Directions
Produce an exact copy of the lines from the line containing "the cabinet door" through the last line of the listing below, both ends included, and nothing else.

Source data
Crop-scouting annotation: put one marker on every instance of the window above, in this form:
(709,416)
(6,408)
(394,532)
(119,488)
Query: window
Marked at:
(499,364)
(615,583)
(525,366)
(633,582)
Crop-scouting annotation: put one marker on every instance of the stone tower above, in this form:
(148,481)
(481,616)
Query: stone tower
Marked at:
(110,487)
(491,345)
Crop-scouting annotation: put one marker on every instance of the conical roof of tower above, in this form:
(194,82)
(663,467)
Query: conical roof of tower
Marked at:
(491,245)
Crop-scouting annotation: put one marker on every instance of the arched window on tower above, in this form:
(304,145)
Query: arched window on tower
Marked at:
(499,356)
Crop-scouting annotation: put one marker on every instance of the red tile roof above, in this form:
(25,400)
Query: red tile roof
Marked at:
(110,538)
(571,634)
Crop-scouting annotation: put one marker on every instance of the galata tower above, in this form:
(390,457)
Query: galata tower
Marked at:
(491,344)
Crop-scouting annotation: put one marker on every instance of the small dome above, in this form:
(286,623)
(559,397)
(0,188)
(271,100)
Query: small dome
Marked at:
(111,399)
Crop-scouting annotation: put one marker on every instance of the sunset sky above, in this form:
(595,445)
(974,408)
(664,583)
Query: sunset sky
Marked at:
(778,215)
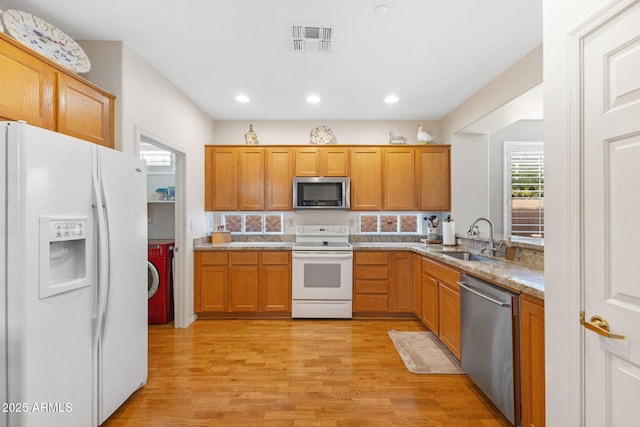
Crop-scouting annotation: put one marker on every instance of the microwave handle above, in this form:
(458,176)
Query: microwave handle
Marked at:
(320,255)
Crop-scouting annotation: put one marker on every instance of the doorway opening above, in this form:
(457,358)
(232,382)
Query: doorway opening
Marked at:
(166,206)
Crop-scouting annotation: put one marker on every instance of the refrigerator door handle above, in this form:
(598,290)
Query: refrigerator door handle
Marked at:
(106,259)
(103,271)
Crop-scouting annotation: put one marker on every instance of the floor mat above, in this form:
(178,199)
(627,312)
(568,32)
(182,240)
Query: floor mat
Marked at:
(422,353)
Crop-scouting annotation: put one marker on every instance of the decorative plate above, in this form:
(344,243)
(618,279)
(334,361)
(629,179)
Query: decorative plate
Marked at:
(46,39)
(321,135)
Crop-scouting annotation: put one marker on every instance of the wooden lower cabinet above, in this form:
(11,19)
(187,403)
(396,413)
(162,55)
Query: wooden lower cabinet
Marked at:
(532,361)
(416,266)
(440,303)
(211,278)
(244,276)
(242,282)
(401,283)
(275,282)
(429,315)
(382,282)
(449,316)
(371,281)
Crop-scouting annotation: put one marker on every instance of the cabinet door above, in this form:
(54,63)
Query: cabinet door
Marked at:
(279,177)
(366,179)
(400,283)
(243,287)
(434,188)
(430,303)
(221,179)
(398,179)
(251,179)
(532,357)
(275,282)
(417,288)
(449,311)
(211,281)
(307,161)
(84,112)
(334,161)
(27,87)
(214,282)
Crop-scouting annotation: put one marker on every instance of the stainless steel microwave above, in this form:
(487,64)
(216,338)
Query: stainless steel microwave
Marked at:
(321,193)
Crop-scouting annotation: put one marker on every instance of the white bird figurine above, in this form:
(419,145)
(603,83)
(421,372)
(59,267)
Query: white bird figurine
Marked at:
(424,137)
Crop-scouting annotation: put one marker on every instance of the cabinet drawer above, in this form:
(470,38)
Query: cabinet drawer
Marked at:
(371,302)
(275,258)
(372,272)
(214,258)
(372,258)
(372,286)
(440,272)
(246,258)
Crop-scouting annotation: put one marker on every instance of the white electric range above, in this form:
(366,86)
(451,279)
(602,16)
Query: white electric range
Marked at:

Problem solution
Crop-scouting annotation: put one marker on every instance of the cabinet door above, in this form:
(54,63)
Query: cabinet door
Marked at:
(279,177)
(366,179)
(400,283)
(243,287)
(434,188)
(430,303)
(221,179)
(398,179)
(251,179)
(532,357)
(275,282)
(417,288)
(449,311)
(211,281)
(307,161)
(84,112)
(334,161)
(27,87)
(214,282)
Crop-scouting annotation: put one marker on every instance of the stainless steel microwave above, in this form:
(487,64)
(216,338)
Query: stainless steel microwave
Marked at:
(321,193)
Crop-scouting annotation: put one marker on every instance of the white bird figurine above, in this form:
(419,145)
(603,83)
(421,372)
(59,267)
Query: white bird figurine
Marked at:
(424,137)
Crop-scouting annotation: put one marker on every instance of the cabinet drawer above, in this form:
(470,38)
Query: cabinet drawer
Marked at:
(371,302)
(275,258)
(372,272)
(214,258)
(372,258)
(372,286)
(440,272)
(246,258)
Crop-scouting annotation: put one marker on every instance of the white electric range above, in this form:
(366,86)
(451,279)
(602,16)
Query: white electric range
Marked at:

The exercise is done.